Excerpt from a dataset:
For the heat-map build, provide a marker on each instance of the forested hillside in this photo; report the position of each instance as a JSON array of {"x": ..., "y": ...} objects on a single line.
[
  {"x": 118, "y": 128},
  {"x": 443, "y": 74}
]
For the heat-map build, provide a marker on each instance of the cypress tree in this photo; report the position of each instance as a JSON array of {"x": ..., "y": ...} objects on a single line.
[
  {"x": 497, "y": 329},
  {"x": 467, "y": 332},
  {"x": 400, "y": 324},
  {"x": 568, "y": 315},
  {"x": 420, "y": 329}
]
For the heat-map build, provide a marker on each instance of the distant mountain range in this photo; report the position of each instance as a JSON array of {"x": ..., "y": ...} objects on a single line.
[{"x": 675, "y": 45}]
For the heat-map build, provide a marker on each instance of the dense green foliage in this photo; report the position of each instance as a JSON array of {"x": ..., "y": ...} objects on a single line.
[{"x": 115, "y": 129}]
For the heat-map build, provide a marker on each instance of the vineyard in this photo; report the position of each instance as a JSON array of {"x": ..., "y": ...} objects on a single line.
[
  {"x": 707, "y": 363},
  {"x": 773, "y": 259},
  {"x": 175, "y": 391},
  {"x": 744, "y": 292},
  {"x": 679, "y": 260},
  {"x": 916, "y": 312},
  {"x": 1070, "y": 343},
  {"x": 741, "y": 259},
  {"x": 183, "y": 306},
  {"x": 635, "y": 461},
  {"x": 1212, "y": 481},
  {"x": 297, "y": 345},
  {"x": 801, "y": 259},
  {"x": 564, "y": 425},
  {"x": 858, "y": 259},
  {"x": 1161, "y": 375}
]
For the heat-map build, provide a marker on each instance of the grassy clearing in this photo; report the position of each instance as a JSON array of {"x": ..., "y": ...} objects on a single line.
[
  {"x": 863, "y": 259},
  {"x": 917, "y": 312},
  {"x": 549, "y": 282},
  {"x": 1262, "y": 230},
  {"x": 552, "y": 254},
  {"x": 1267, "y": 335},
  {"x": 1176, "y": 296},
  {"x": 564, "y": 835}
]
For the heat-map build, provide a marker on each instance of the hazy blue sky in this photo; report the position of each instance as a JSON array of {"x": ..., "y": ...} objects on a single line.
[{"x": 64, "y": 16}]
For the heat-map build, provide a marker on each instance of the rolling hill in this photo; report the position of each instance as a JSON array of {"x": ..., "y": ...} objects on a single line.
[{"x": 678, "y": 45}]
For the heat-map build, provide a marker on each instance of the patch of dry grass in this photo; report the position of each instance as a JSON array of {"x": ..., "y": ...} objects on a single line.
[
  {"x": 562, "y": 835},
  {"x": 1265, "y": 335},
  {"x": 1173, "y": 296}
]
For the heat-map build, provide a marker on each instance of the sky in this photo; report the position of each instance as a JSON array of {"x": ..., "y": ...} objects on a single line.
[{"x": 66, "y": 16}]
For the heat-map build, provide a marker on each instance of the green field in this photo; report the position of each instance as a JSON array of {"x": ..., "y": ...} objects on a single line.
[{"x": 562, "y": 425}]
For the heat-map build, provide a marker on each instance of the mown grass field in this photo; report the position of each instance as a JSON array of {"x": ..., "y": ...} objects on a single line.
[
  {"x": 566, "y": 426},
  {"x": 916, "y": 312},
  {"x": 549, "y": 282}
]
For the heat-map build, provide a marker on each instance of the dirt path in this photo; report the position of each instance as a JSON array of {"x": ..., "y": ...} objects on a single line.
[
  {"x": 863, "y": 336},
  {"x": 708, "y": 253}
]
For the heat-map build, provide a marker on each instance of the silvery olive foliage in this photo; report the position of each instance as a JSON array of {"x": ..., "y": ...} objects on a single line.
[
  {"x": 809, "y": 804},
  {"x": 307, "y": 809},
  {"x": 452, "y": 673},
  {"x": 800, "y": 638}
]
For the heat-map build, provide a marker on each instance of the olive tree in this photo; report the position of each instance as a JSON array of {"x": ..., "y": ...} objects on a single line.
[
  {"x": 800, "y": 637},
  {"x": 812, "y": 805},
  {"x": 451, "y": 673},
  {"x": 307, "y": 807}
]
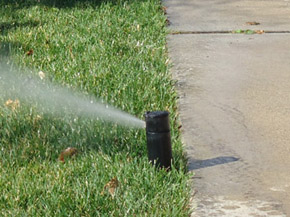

■ **PROMPT**
Count how many of the lines above contain the string "foliage", and reply with the number alone.

■ **RESPONSE**
2